* **PROBLEM TO WORK ON**
I would like every line of the records below that contains the word "puppy" copied.

%%

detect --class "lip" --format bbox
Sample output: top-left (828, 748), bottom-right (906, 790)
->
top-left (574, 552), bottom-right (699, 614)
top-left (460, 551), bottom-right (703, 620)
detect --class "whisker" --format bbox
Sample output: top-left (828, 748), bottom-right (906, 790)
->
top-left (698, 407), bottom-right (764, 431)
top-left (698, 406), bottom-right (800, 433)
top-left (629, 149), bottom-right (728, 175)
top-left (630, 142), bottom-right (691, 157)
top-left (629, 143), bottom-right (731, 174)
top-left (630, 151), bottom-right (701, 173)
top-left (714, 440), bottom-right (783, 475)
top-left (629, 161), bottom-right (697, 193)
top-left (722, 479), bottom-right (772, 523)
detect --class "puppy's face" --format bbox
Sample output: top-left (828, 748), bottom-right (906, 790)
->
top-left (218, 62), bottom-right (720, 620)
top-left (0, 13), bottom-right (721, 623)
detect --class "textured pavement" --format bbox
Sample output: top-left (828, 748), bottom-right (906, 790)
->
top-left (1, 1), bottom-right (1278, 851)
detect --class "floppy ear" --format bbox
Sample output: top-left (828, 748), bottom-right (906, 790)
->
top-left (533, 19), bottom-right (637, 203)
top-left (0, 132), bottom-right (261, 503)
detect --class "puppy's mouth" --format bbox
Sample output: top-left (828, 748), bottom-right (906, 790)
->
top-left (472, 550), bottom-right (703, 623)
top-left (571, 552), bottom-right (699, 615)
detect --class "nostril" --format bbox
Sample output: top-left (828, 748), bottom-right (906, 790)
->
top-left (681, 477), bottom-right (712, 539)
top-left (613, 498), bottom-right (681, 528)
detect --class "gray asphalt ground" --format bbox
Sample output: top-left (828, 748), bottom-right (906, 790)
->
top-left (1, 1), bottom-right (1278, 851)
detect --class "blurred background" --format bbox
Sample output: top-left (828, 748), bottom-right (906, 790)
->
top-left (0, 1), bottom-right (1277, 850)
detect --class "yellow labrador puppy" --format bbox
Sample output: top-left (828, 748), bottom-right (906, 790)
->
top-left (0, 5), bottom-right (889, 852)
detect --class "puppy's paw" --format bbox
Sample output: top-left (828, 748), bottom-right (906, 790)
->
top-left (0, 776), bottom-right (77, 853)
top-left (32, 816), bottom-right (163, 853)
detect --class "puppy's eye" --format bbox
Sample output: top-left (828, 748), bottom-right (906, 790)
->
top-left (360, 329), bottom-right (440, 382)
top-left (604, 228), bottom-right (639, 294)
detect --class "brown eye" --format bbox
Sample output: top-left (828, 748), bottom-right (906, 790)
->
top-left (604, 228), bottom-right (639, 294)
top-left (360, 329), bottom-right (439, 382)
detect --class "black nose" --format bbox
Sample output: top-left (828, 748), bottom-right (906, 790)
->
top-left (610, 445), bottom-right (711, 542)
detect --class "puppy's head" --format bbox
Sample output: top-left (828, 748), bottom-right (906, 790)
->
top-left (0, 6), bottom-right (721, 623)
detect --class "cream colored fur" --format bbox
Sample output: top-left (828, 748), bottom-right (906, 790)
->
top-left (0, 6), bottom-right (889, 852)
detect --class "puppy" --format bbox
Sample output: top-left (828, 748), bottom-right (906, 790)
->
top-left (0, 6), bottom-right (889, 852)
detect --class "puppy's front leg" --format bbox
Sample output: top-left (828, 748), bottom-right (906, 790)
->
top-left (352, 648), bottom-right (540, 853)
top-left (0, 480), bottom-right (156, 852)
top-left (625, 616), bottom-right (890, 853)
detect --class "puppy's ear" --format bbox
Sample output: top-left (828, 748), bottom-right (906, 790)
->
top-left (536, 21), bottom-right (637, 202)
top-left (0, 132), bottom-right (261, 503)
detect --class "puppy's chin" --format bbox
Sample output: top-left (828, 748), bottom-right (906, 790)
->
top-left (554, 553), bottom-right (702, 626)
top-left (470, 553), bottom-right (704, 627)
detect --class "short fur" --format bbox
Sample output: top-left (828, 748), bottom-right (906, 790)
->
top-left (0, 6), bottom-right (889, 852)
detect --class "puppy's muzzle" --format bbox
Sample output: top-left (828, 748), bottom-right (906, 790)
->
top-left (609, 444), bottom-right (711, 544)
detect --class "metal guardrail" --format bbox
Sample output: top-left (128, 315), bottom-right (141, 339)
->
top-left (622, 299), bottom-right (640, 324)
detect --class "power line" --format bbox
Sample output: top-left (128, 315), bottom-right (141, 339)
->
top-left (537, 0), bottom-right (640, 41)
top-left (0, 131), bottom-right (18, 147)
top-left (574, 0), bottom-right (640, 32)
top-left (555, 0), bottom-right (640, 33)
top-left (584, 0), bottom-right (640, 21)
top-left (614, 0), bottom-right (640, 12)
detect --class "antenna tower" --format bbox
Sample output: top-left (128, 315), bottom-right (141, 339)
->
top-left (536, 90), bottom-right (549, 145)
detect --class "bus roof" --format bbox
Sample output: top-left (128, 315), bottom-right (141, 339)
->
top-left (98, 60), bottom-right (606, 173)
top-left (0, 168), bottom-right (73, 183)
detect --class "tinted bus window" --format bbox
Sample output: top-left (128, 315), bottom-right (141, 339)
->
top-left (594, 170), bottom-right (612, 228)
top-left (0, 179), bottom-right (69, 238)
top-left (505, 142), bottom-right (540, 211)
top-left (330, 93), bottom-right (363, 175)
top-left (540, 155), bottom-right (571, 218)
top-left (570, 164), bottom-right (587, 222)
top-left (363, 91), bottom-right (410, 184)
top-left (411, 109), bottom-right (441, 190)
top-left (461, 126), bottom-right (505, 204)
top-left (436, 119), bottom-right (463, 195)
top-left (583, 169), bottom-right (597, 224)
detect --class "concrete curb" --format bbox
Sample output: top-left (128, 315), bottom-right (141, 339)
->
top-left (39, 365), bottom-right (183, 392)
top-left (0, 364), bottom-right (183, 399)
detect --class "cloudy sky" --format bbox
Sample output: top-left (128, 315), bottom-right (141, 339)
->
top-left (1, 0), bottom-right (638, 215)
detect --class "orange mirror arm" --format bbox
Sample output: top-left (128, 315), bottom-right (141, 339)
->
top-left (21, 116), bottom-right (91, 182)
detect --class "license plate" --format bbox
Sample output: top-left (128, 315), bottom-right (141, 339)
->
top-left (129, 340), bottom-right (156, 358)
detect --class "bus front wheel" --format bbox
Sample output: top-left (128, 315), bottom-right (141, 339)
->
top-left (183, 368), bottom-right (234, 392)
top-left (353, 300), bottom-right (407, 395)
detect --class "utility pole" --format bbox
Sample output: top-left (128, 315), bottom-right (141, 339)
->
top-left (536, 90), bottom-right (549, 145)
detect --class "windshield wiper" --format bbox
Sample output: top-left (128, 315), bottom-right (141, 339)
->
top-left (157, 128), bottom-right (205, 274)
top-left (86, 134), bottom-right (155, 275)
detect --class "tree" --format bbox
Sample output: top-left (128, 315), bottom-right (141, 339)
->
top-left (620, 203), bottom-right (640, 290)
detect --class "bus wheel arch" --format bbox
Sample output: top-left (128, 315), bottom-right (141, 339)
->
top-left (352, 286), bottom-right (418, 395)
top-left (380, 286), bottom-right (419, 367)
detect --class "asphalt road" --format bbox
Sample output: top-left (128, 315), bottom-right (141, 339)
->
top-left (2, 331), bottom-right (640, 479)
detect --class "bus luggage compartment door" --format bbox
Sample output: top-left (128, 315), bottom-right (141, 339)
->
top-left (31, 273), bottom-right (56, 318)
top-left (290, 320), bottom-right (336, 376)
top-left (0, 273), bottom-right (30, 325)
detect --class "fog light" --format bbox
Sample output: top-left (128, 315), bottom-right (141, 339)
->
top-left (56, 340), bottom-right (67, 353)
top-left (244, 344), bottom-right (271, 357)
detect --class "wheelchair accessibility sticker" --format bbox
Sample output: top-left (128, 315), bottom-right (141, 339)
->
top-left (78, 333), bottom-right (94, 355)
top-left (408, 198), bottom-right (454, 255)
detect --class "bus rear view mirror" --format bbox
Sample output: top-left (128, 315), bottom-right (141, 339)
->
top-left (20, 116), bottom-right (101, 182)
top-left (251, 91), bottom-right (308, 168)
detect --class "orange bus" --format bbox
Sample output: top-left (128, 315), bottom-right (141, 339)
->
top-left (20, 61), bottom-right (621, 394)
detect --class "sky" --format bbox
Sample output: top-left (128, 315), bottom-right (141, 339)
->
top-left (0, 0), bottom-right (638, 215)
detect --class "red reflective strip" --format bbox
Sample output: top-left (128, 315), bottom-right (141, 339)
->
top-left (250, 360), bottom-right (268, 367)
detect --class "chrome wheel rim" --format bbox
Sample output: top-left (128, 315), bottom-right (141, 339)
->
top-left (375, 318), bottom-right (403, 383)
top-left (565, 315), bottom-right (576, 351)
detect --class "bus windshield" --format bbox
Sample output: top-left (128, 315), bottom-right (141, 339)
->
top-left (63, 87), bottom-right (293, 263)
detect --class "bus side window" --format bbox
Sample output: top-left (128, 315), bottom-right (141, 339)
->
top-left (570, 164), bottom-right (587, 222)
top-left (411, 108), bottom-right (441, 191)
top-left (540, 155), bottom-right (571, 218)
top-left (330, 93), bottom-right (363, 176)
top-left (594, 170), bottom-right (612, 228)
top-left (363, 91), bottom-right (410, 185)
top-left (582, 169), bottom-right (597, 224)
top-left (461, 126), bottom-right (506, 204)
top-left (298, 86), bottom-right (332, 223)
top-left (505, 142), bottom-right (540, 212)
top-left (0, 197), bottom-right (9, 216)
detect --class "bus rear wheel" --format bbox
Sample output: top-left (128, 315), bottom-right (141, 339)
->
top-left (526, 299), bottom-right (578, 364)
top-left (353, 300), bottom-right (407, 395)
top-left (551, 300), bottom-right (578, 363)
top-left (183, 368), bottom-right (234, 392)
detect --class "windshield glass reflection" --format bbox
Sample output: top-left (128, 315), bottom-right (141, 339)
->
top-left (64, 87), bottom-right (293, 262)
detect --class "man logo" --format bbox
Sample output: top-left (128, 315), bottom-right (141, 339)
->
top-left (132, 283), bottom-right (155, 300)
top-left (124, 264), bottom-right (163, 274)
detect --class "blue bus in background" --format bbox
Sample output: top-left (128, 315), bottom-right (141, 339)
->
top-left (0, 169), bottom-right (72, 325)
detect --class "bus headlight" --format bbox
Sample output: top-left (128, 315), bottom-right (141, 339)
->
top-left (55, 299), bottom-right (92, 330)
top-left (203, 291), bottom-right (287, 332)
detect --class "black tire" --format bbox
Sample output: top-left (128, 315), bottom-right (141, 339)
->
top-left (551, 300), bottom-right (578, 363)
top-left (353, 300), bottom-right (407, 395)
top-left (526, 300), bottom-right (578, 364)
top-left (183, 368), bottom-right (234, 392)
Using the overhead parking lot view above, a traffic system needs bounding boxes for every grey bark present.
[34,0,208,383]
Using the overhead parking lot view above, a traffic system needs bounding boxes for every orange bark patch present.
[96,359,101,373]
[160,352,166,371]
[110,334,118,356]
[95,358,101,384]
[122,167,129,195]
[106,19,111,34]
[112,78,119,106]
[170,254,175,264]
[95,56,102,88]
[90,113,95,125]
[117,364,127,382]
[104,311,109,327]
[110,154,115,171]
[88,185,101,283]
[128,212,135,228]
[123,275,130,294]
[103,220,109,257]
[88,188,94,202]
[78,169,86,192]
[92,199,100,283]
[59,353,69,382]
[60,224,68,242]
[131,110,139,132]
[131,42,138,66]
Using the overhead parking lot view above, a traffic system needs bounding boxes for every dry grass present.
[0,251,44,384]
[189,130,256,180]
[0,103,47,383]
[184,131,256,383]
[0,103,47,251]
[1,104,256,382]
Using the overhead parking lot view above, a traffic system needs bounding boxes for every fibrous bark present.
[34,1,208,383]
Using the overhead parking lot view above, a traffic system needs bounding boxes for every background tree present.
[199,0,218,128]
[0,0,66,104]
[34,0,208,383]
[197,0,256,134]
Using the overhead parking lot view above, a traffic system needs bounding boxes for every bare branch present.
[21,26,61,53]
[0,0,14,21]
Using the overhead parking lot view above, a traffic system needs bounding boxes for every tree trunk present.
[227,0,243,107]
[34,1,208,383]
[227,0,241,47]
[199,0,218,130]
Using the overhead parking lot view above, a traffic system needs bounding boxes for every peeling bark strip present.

%%

* **EXERCISE RESULT**
detect --class "puppy's face" --format bbox
detect --class "puppy's mouth" --format bbox
detect --class "yellow labrador puppy" --format bbox
detect --class "puppy's paw" --format bbox
detect --class "puppy's eye" --format bbox
detect --class "puppy's head" --format bbox
detect --class "puppy" --format bbox
detect --class "puppy's front leg" --format bbox
detect --class "puppy's ear" --format bbox
detect --class "puppy's chin" --format bbox
detect --class "puppy's muzzle" --format bbox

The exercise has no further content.